## PROBLEM STATEMENT
Answer these questions from the article on the 8th Delaware Infantry Regiment:
(a) In what city was the regiment organized?
(b) On what date did the regiment join V Corps?
(c) How many enlisted men of the regiment died of disease?

## EXCERPTED PASSAGE
○ ○ ○

- Active: October 1864 - June 5, 1865
- Country: United States
- Allegiance: Union
- Branch: Infantry
- Engagements: Appomattox Campaign Battle of Lewis's Farm Battle of White Oak Road Battle of Five Forks Third Battle of Petersburg Battle of Appomattox Court House

= 8th Delaware Infantry Regiment =

The 8th Delaware Infantry Regiment was an infantry regiment in the Union Army during the American Civil War.

==Service==
The 8th Delaware Infantry Regiment was organized at Wilmington, Delaware in October 1864 and mustered in for one year's service.

The regiment was attached to Engineer Brigade, Army of the Potomac, to January 12, 1865. Provost Guard, Army of the Potomac, to March 1865. 3rd Brigade, 2nd Division, V Corps, Army of the Potomac, to June 1865.

The 8th Delaware Infantry mustered out of service June 5, 1865.

==Detailed service==
Ordered to City Point, Virginia, reporting there October 13, 1864. Duty in the defenses of City Point, and provost duty at General Army Headquarters until March 16, 1865. Joined V Corps March 18. Appomattox Campaign March 28-April 9. Lewis Farm, near Gravelly Run, March 29. White Oak Ridge March 31. Five Forks April 1. Fall of Petersburg April 2. Pursuit of Lee April 3–9. Appomattox Court House April 9. Surrender of Lee and his army. Moved to Washington, D.C., May 2–12. Grand Review of the Armies May 23.

==Casualties==
The regiment lost a total of 13 men during service; 3 enlisted men killed or mortally wounded, 10 enlisted men died of disease.

○ ○ ○

## RECORD EXCERPTS

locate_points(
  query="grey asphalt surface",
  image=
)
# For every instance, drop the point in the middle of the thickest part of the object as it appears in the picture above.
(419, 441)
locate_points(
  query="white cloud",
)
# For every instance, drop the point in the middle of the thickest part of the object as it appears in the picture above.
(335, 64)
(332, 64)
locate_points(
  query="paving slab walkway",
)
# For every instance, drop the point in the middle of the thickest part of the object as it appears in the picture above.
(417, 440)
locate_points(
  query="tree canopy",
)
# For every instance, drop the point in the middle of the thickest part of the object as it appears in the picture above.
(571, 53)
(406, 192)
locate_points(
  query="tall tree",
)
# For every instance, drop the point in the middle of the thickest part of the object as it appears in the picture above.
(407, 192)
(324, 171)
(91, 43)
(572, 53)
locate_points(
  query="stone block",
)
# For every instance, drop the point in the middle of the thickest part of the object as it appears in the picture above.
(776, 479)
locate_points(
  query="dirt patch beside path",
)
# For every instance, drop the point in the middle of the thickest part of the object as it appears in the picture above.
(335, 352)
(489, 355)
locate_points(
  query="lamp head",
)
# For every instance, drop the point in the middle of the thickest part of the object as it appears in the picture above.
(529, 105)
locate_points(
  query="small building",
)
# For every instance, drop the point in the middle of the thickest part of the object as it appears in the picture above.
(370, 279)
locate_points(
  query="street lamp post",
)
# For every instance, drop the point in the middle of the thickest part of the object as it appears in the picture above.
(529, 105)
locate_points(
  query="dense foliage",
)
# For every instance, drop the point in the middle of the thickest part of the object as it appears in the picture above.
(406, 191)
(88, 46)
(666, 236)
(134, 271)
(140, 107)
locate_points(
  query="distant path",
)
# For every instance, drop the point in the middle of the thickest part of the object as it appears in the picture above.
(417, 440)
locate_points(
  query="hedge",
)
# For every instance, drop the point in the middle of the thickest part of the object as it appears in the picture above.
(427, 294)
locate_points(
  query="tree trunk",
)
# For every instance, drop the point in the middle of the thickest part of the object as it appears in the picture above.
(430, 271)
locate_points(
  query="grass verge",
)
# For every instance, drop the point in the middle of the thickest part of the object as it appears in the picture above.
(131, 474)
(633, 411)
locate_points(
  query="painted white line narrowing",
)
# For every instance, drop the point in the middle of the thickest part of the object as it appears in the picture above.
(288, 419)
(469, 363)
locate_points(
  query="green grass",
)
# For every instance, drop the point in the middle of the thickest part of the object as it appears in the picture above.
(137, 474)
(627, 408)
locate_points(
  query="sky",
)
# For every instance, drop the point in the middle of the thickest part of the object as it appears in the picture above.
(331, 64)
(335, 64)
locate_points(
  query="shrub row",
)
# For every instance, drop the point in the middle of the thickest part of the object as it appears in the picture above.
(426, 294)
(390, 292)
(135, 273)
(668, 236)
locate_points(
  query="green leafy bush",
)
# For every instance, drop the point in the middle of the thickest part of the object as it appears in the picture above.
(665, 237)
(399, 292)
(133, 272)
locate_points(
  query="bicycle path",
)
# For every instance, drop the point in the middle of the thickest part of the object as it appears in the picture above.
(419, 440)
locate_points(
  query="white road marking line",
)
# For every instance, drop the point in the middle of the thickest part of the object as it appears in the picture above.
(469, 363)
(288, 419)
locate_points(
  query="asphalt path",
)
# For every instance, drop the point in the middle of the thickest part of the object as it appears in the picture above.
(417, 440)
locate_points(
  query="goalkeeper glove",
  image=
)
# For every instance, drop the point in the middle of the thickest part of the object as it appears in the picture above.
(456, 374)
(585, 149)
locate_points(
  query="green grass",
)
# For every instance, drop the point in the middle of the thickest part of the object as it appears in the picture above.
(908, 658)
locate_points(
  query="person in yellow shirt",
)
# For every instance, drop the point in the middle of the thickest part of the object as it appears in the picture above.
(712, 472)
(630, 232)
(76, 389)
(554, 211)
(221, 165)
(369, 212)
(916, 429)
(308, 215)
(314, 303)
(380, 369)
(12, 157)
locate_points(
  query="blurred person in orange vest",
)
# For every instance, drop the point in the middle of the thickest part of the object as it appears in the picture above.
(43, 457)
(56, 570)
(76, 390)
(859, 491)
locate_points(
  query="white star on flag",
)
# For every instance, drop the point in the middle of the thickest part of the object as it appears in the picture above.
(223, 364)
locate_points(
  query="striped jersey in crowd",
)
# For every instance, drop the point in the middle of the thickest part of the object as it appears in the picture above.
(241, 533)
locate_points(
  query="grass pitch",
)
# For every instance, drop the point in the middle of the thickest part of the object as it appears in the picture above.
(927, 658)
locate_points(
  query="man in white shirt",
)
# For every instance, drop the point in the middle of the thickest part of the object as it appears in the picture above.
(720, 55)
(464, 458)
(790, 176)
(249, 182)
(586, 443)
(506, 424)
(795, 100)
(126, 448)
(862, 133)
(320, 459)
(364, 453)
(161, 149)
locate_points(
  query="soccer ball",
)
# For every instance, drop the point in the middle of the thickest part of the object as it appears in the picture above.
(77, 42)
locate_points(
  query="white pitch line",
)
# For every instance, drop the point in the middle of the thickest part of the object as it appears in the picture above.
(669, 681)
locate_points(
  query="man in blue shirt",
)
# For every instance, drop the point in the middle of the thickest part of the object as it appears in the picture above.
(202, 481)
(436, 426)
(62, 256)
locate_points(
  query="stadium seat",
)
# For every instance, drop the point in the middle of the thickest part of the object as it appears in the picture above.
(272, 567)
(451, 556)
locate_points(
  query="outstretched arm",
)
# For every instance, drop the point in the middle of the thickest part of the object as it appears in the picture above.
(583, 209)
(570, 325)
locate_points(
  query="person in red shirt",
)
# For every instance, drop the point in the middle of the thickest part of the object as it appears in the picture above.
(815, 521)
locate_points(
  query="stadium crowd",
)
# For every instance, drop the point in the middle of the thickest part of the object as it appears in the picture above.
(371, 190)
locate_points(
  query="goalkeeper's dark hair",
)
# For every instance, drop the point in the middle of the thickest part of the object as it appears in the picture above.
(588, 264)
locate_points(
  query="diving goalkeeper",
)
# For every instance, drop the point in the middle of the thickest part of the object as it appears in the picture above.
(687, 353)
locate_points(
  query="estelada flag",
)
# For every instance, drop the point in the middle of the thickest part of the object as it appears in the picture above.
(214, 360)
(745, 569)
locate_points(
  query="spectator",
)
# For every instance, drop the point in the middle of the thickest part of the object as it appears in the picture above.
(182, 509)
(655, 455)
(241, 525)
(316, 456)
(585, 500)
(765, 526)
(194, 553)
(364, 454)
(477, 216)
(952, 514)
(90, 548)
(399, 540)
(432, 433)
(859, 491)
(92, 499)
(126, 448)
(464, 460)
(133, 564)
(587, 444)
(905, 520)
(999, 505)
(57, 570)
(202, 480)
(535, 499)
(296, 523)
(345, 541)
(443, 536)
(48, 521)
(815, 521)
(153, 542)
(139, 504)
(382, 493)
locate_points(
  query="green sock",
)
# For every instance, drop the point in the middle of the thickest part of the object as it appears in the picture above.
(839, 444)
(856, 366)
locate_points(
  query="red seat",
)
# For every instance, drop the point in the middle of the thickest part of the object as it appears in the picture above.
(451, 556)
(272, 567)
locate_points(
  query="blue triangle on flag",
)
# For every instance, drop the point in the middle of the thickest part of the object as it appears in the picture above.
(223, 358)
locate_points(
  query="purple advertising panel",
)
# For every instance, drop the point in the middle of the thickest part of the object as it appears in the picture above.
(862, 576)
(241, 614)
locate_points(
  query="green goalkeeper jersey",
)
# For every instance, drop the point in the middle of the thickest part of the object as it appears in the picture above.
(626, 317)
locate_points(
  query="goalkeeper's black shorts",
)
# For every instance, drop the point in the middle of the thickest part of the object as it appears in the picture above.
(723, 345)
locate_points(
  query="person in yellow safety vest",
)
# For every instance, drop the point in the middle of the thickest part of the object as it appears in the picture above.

○ ○ ○

## ANSWER FOR THIS EXERCISE
(a) Wilmington, Delaware
(b) March 18
(c) 10